--- Begin Supplied text ---
From:  EFF Press <press-AT-eff.org>
To:  presslist-AT-eff.org
Subject:  EFF: Texas Judge Briefed by EFF Affirms Phone Privacy
Date:  Thu, 20 Jul 2006 11:29:31 -0700

Electronic Frontier Foundation Media Release

For Immediate Release: Thursday, July 20, 2006

Contact:

Kevin Bankston
   Staff Attorney
   Electronic Frontier Foundation
   bankston@eff.org
   +1 415 436-9333 x126

Texas Judge Briefed by EFF Affirms Phone Privacy

Government Needs a Warrant to Get Dialed Digits That Are
Call Content

San Francisco - In the first ruling of its kind, a federal
magistrate judge has held that the government must obtain a
search warrant to collect the content of a telephone call,
even when that content is dialed digits like bank account
numbers, social security numbers or prescription refills.
The decision from Magistrate Judge Smith in Houston closely
follows the reasoning outlined in an amicus brief from the
Electronic Frontier Foundation (EFF) and the Center for
Democracy and Technology (CDT).

The Texas judge invited EFF to file the brief in response
to requests from government investigators to use a "pen
register" or "trap and trace device" to collect all numbers
dialed on a phone keypad after a call has been connected.
--- End Supplied text ---
--- Begin Dataset excerpts ---
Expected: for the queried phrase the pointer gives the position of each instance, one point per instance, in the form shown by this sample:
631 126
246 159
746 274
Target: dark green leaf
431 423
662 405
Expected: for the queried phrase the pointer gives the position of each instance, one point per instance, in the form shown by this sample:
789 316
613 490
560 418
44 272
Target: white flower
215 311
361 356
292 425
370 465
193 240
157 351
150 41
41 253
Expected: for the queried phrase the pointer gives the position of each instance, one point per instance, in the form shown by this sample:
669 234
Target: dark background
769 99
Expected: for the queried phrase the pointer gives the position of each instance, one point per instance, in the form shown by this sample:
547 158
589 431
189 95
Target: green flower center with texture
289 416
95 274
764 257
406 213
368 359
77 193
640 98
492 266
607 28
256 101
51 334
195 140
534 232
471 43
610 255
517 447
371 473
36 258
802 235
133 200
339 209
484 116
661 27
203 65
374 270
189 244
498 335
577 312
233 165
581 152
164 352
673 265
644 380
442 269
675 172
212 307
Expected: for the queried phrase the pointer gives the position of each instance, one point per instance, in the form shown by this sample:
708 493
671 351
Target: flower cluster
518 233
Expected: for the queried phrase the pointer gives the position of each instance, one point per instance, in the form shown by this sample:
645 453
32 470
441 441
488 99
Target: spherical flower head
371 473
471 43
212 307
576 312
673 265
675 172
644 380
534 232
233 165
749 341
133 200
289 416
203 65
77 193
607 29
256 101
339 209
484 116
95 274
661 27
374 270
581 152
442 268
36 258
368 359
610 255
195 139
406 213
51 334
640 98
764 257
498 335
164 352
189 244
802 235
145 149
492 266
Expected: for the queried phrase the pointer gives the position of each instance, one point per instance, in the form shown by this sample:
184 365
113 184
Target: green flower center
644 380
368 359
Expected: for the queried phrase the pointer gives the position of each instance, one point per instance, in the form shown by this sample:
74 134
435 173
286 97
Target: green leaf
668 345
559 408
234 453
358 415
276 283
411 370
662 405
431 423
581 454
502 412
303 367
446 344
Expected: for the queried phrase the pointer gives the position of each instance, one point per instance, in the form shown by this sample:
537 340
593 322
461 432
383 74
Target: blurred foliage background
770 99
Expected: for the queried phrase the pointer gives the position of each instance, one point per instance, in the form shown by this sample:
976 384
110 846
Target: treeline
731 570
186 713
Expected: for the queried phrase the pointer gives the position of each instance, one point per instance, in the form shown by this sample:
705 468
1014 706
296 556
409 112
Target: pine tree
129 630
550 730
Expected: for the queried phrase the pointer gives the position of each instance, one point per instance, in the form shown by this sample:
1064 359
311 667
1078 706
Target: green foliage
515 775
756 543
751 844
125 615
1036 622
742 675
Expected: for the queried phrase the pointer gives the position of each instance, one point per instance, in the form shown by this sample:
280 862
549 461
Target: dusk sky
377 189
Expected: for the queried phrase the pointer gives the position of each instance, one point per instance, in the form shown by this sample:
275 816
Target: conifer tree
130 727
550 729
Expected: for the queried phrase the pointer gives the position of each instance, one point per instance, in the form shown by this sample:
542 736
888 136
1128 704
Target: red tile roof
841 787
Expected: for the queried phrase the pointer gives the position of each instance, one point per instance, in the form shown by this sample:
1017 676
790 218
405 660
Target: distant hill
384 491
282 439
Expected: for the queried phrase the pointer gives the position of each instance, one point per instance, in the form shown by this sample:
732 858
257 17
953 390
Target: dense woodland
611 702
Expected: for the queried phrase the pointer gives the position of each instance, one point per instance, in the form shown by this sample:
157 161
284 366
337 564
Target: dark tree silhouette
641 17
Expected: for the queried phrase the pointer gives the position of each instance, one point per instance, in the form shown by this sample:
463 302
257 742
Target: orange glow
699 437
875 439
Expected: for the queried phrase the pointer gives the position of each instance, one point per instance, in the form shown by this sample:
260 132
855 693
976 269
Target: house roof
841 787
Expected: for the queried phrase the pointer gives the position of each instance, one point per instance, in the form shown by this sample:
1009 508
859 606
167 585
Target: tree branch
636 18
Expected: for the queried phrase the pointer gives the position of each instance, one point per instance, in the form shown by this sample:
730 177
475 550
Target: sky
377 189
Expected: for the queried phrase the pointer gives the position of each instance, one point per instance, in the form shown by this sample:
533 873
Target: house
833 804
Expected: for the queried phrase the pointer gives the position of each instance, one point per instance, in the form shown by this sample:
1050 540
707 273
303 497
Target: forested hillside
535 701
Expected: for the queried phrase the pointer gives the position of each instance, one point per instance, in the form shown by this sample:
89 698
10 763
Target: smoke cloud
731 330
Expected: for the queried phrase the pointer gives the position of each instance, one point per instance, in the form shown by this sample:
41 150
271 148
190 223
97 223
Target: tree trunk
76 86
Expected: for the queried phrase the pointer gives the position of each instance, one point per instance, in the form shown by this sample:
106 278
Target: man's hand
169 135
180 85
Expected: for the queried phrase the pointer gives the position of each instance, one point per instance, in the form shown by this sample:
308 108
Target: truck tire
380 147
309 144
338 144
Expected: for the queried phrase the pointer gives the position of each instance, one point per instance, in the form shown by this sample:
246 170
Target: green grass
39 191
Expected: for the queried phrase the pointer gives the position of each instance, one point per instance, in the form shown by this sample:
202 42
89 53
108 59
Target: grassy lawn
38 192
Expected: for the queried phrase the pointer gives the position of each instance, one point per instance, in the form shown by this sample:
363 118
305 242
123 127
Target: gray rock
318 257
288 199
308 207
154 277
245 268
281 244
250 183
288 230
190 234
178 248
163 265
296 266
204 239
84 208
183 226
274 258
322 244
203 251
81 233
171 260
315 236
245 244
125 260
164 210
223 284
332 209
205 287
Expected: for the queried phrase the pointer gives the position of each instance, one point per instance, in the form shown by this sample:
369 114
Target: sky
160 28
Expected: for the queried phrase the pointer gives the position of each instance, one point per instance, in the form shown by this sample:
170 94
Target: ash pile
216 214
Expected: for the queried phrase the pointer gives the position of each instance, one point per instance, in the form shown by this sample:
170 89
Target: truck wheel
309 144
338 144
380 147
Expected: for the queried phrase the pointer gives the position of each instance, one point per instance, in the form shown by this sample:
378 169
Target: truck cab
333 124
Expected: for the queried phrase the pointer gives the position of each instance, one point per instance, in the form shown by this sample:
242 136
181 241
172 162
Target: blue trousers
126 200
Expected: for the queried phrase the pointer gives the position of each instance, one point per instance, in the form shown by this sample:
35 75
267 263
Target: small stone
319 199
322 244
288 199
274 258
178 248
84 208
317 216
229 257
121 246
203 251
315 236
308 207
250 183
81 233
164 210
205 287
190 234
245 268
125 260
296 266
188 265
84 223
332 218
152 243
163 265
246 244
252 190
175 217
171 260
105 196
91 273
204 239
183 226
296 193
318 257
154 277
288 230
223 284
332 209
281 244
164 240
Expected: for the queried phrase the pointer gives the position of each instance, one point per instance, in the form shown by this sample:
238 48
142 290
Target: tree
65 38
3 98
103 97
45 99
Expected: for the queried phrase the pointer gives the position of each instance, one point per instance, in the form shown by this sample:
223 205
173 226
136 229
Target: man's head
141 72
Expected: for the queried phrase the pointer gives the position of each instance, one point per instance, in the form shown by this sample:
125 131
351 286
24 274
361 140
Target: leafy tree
--- End Dataset excerpts ---
_Set of tasks:_
1 - Reproduce the part of the press release starting at "The decision from" and ending at "has been connected.".
2 - Translate this sentence from the press release into Spanish: "The decision from Magistrate Judge Smith in Houston closely follows the reasoning outlined in an amicus brief from the Electronic Frontier Foundation (EFF) and the Center for Democracy and Technology (CDT)."

_Answers to the problems:_
1 -
The decision from Magistrate Judge Smith in Houston closely
follows the reasoning outlined in an amicus brief from the
Electronic Frontier Foundation (EFF) and the Center for
Democracy and Technology (CDT).

The Texas judge invited EFF to file the brief in response
to requests from government investigators to use a "pen
register" or "trap and trace device" to collect all numbers
dialed on a phone keypad after a call has been connected.

2 - La decisión del juez magistrado Smith en Houston sigue de cerca el razonamiento expuesto en un escrito de amicus curiae de la Electronic Frontier Foundation (EFF) y el Center for Democracy and Technology (CDT).